_Activity_
Begin with the line holding "find the white rubble stones", then print every line after it through the end of the data, exactly and with nothing added.

==*==

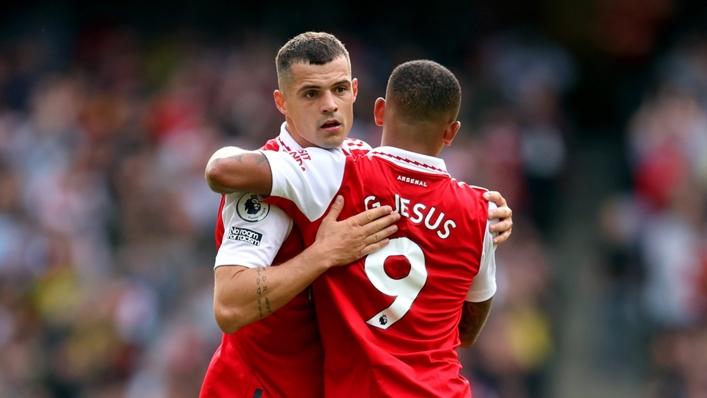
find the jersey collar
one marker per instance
(411, 160)
(285, 139)
(288, 143)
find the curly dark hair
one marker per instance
(424, 90)
(316, 48)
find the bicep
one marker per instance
(309, 178)
(253, 232)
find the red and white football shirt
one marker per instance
(389, 322)
(280, 355)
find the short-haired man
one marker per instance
(316, 96)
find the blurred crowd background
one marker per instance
(589, 117)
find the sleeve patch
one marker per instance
(245, 235)
(251, 209)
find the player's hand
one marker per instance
(344, 242)
(504, 226)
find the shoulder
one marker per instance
(355, 147)
(470, 193)
(273, 144)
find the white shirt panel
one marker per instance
(309, 177)
(253, 231)
(483, 287)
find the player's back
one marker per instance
(389, 322)
(398, 309)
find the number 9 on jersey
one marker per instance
(405, 290)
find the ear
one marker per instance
(379, 111)
(450, 132)
(280, 100)
(354, 88)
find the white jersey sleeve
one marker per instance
(309, 177)
(253, 231)
(483, 287)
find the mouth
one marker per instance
(331, 126)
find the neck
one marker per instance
(413, 138)
(289, 126)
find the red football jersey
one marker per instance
(389, 322)
(280, 355)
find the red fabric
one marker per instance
(416, 356)
(280, 354)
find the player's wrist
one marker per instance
(319, 256)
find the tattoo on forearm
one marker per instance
(262, 289)
(474, 317)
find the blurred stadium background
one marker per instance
(590, 116)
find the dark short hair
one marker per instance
(424, 90)
(316, 48)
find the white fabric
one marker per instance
(309, 177)
(251, 243)
(274, 228)
(483, 287)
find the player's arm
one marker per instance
(477, 307)
(504, 227)
(474, 316)
(244, 295)
(233, 169)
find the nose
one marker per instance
(328, 104)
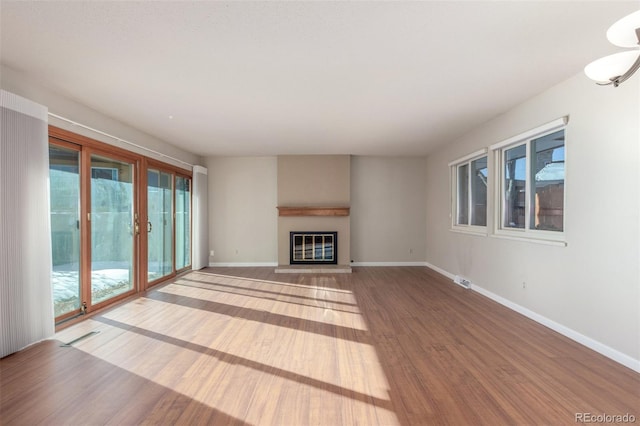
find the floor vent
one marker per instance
(66, 345)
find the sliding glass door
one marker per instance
(159, 224)
(64, 182)
(119, 221)
(113, 228)
(183, 222)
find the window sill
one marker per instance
(478, 232)
(531, 239)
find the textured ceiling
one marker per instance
(268, 78)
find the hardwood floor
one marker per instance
(381, 346)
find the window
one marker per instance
(531, 176)
(469, 177)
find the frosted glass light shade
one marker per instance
(623, 32)
(612, 66)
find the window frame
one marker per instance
(499, 155)
(454, 212)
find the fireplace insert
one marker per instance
(311, 248)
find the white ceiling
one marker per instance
(269, 78)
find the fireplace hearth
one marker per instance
(313, 248)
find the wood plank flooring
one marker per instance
(380, 346)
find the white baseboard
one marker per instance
(389, 264)
(593, 344)
(242, 264)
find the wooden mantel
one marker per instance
(313, 211)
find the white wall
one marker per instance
(590, 288)
(242, 210)
(20, 84)
(388, 210)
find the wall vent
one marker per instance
(463, 282)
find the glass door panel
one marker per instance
(183, 222)
(160, 224)
(112, 228)
(64, 182)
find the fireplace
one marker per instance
(313, 248)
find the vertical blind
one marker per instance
(26, 305)
(200, 220)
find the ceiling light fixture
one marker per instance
(616, 68)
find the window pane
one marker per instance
(463, 195)
(64, 178)
(159, 226)
(514, 187)
(479, 192)
(112, 243)
(547, 176)
(183, 222)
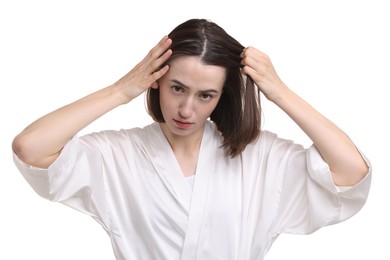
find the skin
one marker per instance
(187, 100)
(41, 142)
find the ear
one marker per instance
(154, 85)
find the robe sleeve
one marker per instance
(308, 197)
(76, 179)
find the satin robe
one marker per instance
(130, 182)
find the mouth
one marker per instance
(182, 124)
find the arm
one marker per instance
(344, 160)
(40, 143)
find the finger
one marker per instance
(160, 48)
(158, 74)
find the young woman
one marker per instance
(203, 181)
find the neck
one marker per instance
(183, 144)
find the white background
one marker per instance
(333, 53)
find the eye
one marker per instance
(205, 96)
(177, 89)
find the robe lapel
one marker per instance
(204, 171)
(167, 167)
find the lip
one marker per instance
(182, 124)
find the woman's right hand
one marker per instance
(146, 73)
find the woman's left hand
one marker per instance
(259, 67)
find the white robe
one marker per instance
(130, 182)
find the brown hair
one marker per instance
(237, 114)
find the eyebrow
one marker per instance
(187, 87)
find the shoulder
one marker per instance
(122, 135)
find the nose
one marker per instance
(186, 108)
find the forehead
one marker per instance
(195, 74)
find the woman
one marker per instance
(202, 181)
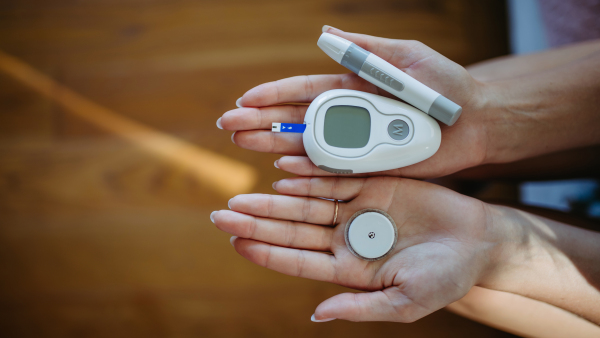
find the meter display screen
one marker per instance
(347, 126)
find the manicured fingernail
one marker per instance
(326, 28)
(313, 319)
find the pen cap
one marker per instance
(334, 46)
(445, 110)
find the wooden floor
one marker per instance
(100, 237)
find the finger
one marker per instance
(328, 187)
(303, 166)
(281, 233)
(269, 142)
(301, 89)
(262, 118)
(386, 305)
(302, 209)
(401, 53)
(293, 262)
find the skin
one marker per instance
(499, 117)
(520, 103)
(447, 243)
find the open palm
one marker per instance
(440, 254)
(463, 145)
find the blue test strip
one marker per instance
(288, 128)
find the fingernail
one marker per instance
(326, 28)
(313, 319)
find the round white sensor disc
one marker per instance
(371, 234)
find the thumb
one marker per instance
(387, 305)
(401, 53)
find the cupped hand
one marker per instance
(444, 244)
(463, 145)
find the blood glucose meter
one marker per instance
(349, 131)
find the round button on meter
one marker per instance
(371, 234)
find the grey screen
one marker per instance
(347, 126)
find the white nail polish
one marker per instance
(312, 318)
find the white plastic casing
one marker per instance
(414, 92)
(334, 46)
(382, 152)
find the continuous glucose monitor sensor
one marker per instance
(382, 74)
(371, 234)
(347, 131)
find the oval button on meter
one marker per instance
(398, 130)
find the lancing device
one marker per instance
(382, 74)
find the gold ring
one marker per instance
(335, 212)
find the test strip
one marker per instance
(288, 128)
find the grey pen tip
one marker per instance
(445, 110)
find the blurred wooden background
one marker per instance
(101, 239)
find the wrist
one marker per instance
(509, 245)
(508, 121)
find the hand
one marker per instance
(445, 243)
(463, 145)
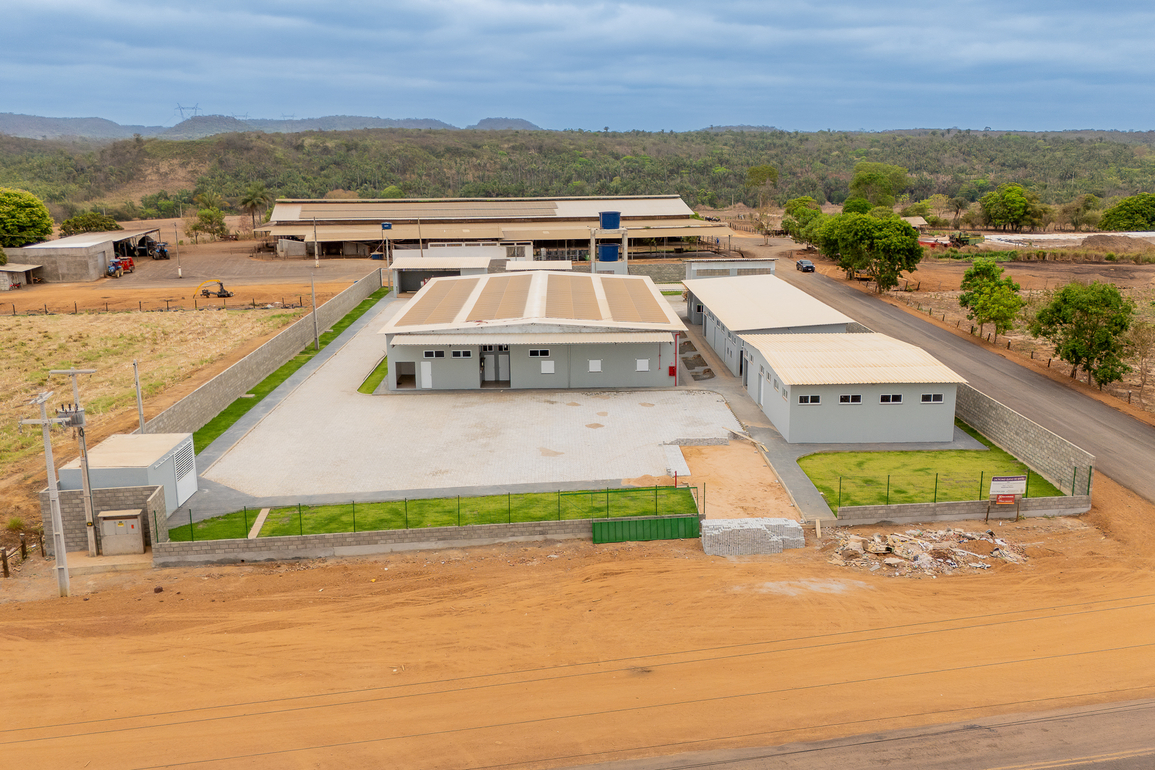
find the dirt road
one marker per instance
(567, 653)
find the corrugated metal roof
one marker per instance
(847, 360)
(755, 302)
(438, 263)
(536, 297)
(91, 238)
(541, 338)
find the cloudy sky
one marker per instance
(674, 65)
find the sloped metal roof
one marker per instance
(849, 360)
(538, 297)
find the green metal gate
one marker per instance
(664, 527)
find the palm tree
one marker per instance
(257, 198)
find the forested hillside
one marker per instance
(705, 168)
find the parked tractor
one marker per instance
(209, 291)
(960, 239)
(120, 265)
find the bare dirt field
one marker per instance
(539, 656)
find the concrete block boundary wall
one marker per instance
(851, 516)
(207, 401)
(1043, 451)
(361, 543)
(117, 498)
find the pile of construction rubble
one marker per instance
(926, 552)
(747, 537)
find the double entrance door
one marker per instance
(495, 363)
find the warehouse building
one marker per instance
(851, 389)
(534, 328)
(82, 257)
(518, 228)
(730, 306)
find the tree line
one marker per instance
(705, 168)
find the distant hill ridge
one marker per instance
(29, 126)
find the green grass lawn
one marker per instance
(214, 428)
(896, 478)
(375, 377)
(449, 511)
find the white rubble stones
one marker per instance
(747, 537)
(925, 552)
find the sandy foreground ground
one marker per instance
(558, 654)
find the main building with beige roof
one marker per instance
(534, 330)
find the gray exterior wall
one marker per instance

==*==

_Written solution_
find the white rubble stones
one marker per instance
(747, 537)
(925, 552)
find the sandy foreground ground
one marker per instance
(558, 654)
find the main building with beige roof
one marker per instance
(534, 330)
find the gray exterior wall
one marker per instance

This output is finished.